Required action: All entries given below are to be returned word for word.

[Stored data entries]

********************

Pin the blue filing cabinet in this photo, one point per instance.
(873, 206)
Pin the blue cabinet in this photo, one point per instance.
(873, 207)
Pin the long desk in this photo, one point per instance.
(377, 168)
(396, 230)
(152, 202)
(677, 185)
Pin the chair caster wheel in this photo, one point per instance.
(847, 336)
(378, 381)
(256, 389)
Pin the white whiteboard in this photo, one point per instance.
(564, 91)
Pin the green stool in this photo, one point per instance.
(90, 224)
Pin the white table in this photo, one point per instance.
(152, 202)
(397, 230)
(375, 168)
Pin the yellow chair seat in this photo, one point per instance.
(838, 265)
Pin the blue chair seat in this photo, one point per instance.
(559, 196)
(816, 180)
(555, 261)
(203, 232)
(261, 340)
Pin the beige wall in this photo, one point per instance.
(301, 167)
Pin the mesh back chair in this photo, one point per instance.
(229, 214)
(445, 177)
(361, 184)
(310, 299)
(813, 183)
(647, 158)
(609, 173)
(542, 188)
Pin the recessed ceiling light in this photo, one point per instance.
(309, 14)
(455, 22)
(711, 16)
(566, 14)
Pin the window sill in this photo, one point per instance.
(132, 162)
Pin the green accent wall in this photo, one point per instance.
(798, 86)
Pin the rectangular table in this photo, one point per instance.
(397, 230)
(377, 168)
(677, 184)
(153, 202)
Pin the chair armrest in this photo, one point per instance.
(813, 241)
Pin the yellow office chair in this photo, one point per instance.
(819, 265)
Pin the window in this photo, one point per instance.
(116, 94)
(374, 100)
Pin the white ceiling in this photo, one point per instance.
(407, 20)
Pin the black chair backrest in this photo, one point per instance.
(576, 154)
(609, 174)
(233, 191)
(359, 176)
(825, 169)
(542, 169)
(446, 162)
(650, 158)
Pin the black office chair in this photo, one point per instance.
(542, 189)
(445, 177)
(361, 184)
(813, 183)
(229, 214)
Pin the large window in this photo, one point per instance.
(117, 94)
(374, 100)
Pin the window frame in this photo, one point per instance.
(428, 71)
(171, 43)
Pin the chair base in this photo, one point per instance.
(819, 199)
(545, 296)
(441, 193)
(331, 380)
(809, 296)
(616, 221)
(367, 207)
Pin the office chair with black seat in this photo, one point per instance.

********************

Expected answer:
Pin the blue filing cabinet in this photo, one point per instance.
(873, 206)
Pin the blue cabinet in this photo, one point per instance.
(873, 207)
Pin the long desk in this photo, one point per instance.
(377, 168)
(396, 230)
(152, 202)
(677, 185)
Pin the chair caster wheel in this photo, one point per instance.
(847, 336)
(378, 381)
(256, 389)
Pin the white whiteboard in this photo, one point per instance.
(564, 91)
Pin the green stool in this photo, one point per instance.
(90, 224)
Pin the white table in this photo, one point per instance.
(152, 202)
(397, 230)
(375, 168)
Pin the yellow chair seat in this photo, one point per instance.
(838, 265)
Pin the blue chair seat in this photo, one point per instance.
(559, 196)
(816, 180)
(555, 261)
(203, 232)
(261, 340)
Pin the beige wall in this photo, one point per instance.
(301, 167)
Pin the mesh back chair in this photo, one point per instance.
(229, 214)
(445, 177)
(361, 184)
(310, 299)
(813, 183)
(647, 158)
(609, 173)
(542, 188)
Pin the recessed ceiling light in this photo, one point per instance.
(309, 14)
(455, 22)
(711, 16)
(566, 14)
Pin the window sill in this photo, one point per instance.
(132, 162)
Pin the green accent wall in this photo, one point per instance.
(798, 86)
Pin the rectangular table in this photo, one point per instance.
(397, 230)
(377, 168)
(677, 184)
(153, 202)
Pin the chair armrest in this photo, one point per instance.
(813, 241)
Pin the yellow office chair in this photo, one point per instance.
(819, 265)
Pin the window in this photo, one point per instance.
(116, 94)
(374, 100)
Pin the white ceiling in this photo, one point per instance.
(407, 20)
Pin the black chair backrest in this photo, one point per instance.
(576, 154)
(609, 174)
(233, 191)
(359, 176)
(825, 169)
(542, 169)
(446, 162)
(650, 158)
Pin the black office chair in this photo, one point per instance.
(542, 189)
(445, 177)
(361, 184)
(813, 183)
(229, 214)
Pin the large window in this photo, one point per instance.
(117, 94)
(374, 100)
Pin the window frame in this photo, one point per instance.
(428, 71)
(171, 43)
Pin the chair base in this photo, one point per instance.
(819, 199)
(545, 296)
(441, 193)
(331, 380)
(809, 296)
(616, 221)
(367, 207)
Pin the office chair with black seat in this photo, one point per instance.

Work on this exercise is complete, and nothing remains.